* What this task involves: Tally the lines in the data below that contain the string "print", and reply with only that number.

* Task data:
....................

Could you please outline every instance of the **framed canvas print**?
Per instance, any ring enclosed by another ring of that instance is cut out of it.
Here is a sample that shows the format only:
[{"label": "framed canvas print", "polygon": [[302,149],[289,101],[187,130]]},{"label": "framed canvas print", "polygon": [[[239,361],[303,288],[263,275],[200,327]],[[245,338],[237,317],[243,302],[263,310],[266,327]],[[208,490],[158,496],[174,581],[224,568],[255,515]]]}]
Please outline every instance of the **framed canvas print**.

....................

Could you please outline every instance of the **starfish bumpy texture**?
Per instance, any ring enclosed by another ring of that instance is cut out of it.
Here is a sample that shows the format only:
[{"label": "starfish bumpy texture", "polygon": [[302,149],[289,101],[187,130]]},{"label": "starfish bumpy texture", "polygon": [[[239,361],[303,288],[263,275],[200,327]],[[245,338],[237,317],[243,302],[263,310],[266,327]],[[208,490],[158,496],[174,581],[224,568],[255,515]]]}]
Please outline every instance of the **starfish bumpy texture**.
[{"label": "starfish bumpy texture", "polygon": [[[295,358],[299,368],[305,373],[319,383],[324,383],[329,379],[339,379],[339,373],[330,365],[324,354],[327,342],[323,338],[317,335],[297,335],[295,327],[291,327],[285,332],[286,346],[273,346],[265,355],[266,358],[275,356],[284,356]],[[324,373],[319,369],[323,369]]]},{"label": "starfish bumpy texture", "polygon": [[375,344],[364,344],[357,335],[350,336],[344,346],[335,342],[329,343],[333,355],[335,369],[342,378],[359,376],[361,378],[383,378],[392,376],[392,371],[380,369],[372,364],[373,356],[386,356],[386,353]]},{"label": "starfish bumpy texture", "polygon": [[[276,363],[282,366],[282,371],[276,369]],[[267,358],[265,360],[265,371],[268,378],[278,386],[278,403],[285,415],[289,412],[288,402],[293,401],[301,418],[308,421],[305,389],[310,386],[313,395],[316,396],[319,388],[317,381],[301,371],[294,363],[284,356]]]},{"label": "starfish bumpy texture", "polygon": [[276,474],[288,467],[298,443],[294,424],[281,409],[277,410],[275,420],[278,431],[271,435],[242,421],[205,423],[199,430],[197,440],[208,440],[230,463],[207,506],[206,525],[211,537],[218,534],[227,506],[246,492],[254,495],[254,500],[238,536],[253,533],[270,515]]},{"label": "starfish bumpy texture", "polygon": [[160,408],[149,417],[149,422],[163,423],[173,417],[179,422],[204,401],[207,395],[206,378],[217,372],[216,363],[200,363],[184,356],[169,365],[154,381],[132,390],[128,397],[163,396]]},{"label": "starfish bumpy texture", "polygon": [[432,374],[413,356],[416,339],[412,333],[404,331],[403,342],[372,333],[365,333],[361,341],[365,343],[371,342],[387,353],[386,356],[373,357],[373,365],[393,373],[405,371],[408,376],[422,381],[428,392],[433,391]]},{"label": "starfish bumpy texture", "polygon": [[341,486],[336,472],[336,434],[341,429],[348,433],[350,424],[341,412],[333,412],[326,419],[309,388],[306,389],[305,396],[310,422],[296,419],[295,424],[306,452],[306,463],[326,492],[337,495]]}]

....................

* Exercise response: 3